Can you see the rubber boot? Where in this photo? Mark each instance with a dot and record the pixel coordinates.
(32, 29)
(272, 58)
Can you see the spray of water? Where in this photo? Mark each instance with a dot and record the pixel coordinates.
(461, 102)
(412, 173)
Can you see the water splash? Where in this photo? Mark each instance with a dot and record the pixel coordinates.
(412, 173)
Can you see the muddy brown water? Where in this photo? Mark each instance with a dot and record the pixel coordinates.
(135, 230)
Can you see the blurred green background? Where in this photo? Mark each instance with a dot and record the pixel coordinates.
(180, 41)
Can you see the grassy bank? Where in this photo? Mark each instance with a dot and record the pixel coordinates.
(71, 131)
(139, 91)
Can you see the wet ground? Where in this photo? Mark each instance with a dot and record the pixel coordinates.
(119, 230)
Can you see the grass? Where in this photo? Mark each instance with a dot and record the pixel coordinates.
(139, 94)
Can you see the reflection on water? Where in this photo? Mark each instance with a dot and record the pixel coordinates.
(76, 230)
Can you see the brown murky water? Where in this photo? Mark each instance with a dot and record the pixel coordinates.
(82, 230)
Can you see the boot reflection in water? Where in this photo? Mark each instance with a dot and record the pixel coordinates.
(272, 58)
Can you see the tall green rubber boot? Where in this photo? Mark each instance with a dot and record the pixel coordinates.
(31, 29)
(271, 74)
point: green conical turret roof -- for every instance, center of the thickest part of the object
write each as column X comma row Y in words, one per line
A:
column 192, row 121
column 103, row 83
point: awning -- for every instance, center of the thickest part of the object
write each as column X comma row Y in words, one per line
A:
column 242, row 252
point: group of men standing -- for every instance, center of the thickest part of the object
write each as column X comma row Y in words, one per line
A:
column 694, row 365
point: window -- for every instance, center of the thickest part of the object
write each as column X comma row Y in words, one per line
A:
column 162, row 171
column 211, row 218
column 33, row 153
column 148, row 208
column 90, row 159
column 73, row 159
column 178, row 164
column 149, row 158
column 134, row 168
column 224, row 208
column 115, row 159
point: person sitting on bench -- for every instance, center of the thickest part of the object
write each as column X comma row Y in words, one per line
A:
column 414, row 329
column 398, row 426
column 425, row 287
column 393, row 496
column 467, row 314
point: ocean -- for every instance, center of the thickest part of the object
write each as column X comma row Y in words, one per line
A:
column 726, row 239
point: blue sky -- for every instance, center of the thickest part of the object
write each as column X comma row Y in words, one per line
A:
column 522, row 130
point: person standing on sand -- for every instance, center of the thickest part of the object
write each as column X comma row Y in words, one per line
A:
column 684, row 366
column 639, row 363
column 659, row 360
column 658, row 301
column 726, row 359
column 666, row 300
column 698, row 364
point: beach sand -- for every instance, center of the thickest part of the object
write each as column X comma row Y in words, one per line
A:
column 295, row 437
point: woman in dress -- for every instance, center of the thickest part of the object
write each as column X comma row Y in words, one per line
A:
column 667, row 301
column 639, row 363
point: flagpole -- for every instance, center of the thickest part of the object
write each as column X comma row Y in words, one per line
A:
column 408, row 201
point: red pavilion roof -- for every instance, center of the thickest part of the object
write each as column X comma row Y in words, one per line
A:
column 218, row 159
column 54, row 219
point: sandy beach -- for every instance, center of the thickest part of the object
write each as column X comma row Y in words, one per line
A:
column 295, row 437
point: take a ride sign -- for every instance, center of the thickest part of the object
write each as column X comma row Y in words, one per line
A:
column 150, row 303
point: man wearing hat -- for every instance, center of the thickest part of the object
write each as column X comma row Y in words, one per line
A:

= = = = = = =

Task description —
Lines holding "person": please count them in the data above and reply with the number alone.

Exercise response —
2